== EXERCISE DIRECTIONS ==
Reproduce without alteration the stretch of the data from the line containing "169L147 168L148 173H158L153" through the end of the data.

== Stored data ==
┄┄┄┄┄┄┄┄┄┄

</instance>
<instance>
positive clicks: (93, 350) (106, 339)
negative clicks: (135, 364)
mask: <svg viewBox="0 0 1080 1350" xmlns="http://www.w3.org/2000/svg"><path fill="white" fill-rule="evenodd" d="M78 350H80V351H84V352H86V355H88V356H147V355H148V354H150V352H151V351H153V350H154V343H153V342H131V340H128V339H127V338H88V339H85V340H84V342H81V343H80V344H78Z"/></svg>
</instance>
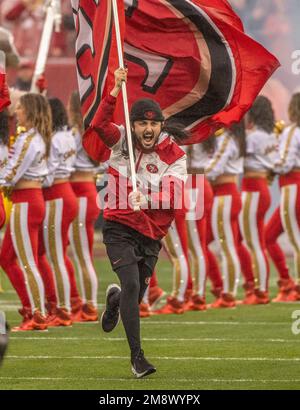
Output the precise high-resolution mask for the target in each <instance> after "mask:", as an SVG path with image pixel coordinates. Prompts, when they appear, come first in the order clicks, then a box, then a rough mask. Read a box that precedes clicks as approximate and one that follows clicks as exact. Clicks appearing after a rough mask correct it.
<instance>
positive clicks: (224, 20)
mask: <svg viewBox="0 0 300 410" xmlns="http://www.w3.org/2000/svg"><path fill="white" fill-rule="evenodd" d="M77 2H78V0H77ZM85 3H87V4H91V3H93V6H92V7H93V8H95V9H99V11H100V8H101V7H104V5H103V4H104V3H106V5H108V4H109V3H110V1H98V2H95V1H87V0H85V1H84V0H81V1H80V0H79V4H80V5H82V6H83V5H85ZM96 3H97V4H96ZM124 4H125V16H126V17H125V40H124V53H125V61H126V63H127V65H128V68H129V77H128V97H129V106H131V104H132V103H133V102H134V101H135V100H136V99H138V98H153V99H154V100H156V101H158V102H159V103H160V105H161V107H162V109H163V111H164V114H165V117H166V118H168V119H173V120H175V121H177V122H180V123H182V124H183V125H185V127H186V128H187V129H189V130H191V132H192V138H191V139H190V140H189V143H195V142H199V141H201V140H203V139H205V138H207V137H208V136H209V135H210V134H211V133H212V132H213V131H214V130H215V129H217V128H219V127H221V126H224V125H225V126H229V125H230V124H232V123H233V122H236V121H239V120H240V119H241V117H242V116H243V115H244V114H245V112H246V111H247V110H248V109H249V108H250V106H251V104H252V103H253V101H254V99H255V98H256V96H257V95H258V93H259V92H260V90H261V89H262V87H263V86H264V84H265V83H266V81H267V80H268V78H269V77H270V76H271V75H272V73H273V72H274V70H276V68H277V67H278V66H279V63H278V61H277V59H276V58H275V57H274V56H273V55H272V54H270V53H269V52H268V51H267V50H266V49H265V48H264V47H262V46H261V45H260V44H259V43H257V42H256V41H254V40H253V39H252V38H250V37H249V36H247V35H246V34H245V33H244V31H243V25H242V22H241V20H240V19H239V17H238V16H237V15H236V14H235V13H234V11H233V10H232V8H231V6H230V5H229V3H228V2H227V1H226V0H124ZM120 12H121V13H122V11H121V10H120ZM101 21H102V26H101V25H98V24H95V22H93V23H92V24H90V27H92V28H93V31H92V33H90V36H91V37H92V38H94V39H96V38H98V37H99V36H100V33H101V32H103V31H104V28H103V25H104V26H105V24H104V23H105V22H106V21H107V14H103V15H102V17H101ZM98 31H99V33H98ZM121 31H122V32H124V26H122V27H121ZM79 35H80V31H79ZM102 37H103V36H102ZM94 44H95V41H94ZM94 47H96V48H97V47H99V50H101V47H102V42H101V41H100V42H99V43H98V44H97V45H96V46H95V45H94ZM90 53H91V52H90ZM91 54H92V53H91ZM96 54H97V52H96ZM80 57H81V56H80V54H79V55H78V41H77V61H80ZM107 63H108V61H107ZM93 64H94V65H95V64H96V68H94V70H99V68H98V66H97V60H96V59H92V58H91V64H87V65H86V69H87V72H86V74H85V78H86V77H87V76H88V73H89V70H91V68H92V67H93ZM108 64H109V63H108ZM115 67H116V65H113V64H111V65H109V69H110V72H112V71H113V70H112V68H113V69H114V68H115ZM82 78H83V77H82V75H81V73H80V72H79V81H80V82H81V81H82ZM96 84H97V83H95V84H94V89H98V90H99V84H98V87H97V85H96ZM91 87H92V84H91ZM84 90H85V89H84ZM91 94H92V95H93V91H91ZM103 94H104V93H103V92H102V94H101V93H99V97H100V96H101V95H102V96H103ZM93 101H95V104H94V105H93V110H92V114H94V113H95V110H96V109H97V105H98V103H99V99H98V100H93ZM83 110H84V113H85V112H86V100H85V98H83ZM89 112H90V111H89ZM92 114H90V115H86V116H85V125H86V126H88V125H89V123H90V121H91V118H92ZM123 121H124V119H123V110H122V109H119V110H117V113H116V122H120V123H121V122H123ZM85 145H86V144H85Z"/></svg>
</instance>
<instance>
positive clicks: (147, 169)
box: [146, 164, 158, 174]
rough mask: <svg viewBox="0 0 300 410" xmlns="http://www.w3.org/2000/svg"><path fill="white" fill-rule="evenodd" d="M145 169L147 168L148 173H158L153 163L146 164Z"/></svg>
mask: <svg viewBox="0 0 300 410" xmlns="http://www.w3.org/2000/svg"><path fill="white" fill-rule="evenodd" d="M146 169H147V171H148V172H150V174H157V173H158V168H157V166H156V165H154V164H148V165H147V166H146Z"/></svg>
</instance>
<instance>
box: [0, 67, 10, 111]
mask: <svg viewBox="0 0 300 410" xmlns="http://www.w3.org/2000/svg"><path fill="white" fill-rule="evenodd" d="M9 105H10V98H9V91H8V87H7V83H6V74H4V73H0V112H2V111H3V110H4V108H6V107H8V106H9Z"/></svg>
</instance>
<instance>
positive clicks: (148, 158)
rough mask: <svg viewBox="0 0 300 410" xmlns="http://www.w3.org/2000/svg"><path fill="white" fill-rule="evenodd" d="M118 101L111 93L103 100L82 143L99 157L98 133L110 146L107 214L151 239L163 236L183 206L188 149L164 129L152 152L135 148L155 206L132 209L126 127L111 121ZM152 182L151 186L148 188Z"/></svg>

┄┄┄┄┄┄┄┄┄┄

== EXERCISE RESPONSE ==
rough mask: <svg viewBox="0 0 300 410" xmlns="http://www.w3.org/2000/svg"><path fill="white" fill-rule="evenodd" d="M145 169L147 168L148 173H158L153 163L146 164Z"/></svg>
mask: <svg viewBox="0 0 300 410" xmlns="http://www.w3.org/2000/svg"><path fill="white" fill-rule="evenodd" d="M146 169H147V171H148V172H150V174H157V173H158V168H157V166H156V165H154V164H148V165H147V166H146Z"/></svg>
</instance>
<instance>
box: [0, 67, 10, 111]
mask: <svg viewBox="0 0 300 410" xmlns="http://www.w3.org/2000/svg"><path fill="white" fill-rule="evenodd" d="M9 105H10V98H9V91H8V87H7V83H6V74H4V73H0V112H2V111H3V110H4V108H6V107H8V106H9Z"/></svg>
</instance>
<instance>
positive clicks: (148, 158)
rough mask: <svg viewBox="0 0 300 410" xmlns="http://www.w3.org/2000/svg"><path fill="white" fill-rule="evenodd" d="M118 101L111 93L103 100L82 143L99 157L98 133L110 146L107 214L151 239L163 236L183 206L188 149L164 129L152 152L135 148L155 206L132 209L126 127L111 121ZM152 182L151 186L148 188Z"/></svg>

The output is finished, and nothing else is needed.